Below are records with pictures. Reproduce exactly the lines from the line with "Can you find the photographer?" to the line with "Target: audience in background", inclusive, and leave each picture out.

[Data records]
╔══

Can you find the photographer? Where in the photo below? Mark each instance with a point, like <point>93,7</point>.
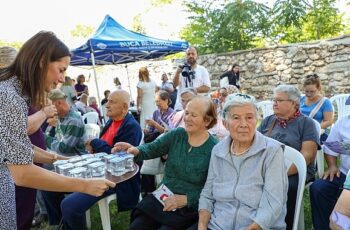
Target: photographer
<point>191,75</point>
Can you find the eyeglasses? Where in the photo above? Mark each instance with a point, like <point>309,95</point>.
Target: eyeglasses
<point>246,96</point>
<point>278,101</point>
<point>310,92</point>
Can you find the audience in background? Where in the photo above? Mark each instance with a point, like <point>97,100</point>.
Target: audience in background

╚══
╔══

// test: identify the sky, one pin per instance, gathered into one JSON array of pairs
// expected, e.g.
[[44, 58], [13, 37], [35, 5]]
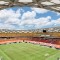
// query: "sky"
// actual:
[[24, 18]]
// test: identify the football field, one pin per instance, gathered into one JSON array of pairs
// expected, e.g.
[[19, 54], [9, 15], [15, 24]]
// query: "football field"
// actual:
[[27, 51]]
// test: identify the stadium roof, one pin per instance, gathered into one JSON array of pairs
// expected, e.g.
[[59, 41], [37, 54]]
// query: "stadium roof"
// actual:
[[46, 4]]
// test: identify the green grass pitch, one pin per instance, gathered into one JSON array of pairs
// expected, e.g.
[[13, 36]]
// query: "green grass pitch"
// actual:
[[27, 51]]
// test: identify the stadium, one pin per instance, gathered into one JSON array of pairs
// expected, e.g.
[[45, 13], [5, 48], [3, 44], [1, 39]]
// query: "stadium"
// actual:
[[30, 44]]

╚══

ANSWER BOX.
Can you find the photographer? Where in the photo below? Mark each instance with a point, like <point>93,7</point>.
Target: photographer
<point>191,75</point>
Can you find the eyeglasses? Where in the photo above? Mark each instance with a point, like <point>309,95</point>.
Target: eyeglasses
<point>246,96</point>
<point>278,101</point>
<point>310,92</point>
Can you find the audience in background? Where in the photo above? Mark each instance with a point, like <point>97,100</point>.
Target: audience in background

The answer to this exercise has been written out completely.